**The request**:
State how many lines of the records below contain the word "dark". Give only the number.

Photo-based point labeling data
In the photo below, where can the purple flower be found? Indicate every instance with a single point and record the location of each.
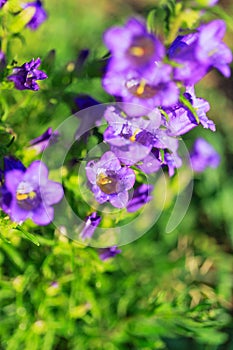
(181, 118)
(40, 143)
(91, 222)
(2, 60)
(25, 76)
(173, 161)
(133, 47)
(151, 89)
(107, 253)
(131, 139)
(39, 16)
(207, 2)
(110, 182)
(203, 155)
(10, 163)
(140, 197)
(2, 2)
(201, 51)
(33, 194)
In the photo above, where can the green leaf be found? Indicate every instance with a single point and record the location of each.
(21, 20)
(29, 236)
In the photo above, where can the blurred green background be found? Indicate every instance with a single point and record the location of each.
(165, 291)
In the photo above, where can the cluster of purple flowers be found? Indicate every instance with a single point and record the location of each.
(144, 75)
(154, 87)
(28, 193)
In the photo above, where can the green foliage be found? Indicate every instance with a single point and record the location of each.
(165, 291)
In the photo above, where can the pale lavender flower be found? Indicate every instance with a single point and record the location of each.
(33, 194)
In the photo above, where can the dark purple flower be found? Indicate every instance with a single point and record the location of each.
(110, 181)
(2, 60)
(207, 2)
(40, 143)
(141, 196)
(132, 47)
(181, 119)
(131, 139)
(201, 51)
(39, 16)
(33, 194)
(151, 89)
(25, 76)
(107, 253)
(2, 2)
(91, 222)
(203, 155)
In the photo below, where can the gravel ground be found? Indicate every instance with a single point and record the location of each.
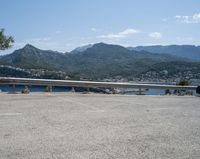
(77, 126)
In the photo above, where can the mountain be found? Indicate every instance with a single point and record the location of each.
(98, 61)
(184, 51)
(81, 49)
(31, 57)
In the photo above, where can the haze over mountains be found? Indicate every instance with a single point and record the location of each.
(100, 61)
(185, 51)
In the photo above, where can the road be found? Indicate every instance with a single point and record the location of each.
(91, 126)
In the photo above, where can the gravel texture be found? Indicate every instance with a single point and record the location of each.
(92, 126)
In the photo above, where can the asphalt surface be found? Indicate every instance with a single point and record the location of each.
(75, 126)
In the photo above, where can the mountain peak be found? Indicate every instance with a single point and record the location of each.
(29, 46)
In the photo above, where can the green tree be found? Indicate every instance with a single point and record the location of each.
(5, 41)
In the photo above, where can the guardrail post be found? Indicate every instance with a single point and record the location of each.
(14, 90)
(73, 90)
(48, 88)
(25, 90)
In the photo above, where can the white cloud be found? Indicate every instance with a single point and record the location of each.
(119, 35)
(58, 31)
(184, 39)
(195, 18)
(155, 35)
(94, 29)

---

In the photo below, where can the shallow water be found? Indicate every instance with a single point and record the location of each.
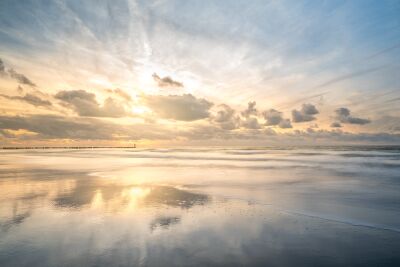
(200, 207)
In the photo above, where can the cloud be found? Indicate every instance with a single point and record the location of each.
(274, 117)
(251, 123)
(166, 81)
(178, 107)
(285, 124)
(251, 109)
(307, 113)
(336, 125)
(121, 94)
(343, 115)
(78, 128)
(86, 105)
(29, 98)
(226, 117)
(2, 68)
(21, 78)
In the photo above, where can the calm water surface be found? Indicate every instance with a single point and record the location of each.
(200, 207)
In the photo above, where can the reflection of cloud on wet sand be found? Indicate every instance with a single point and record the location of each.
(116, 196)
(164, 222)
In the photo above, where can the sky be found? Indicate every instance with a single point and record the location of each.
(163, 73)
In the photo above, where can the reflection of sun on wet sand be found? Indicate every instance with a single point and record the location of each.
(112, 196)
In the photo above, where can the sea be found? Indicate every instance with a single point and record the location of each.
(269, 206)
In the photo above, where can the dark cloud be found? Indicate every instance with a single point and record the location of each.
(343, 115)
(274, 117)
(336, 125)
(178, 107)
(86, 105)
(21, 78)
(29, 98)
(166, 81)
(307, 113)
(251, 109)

**Finished answer**:
2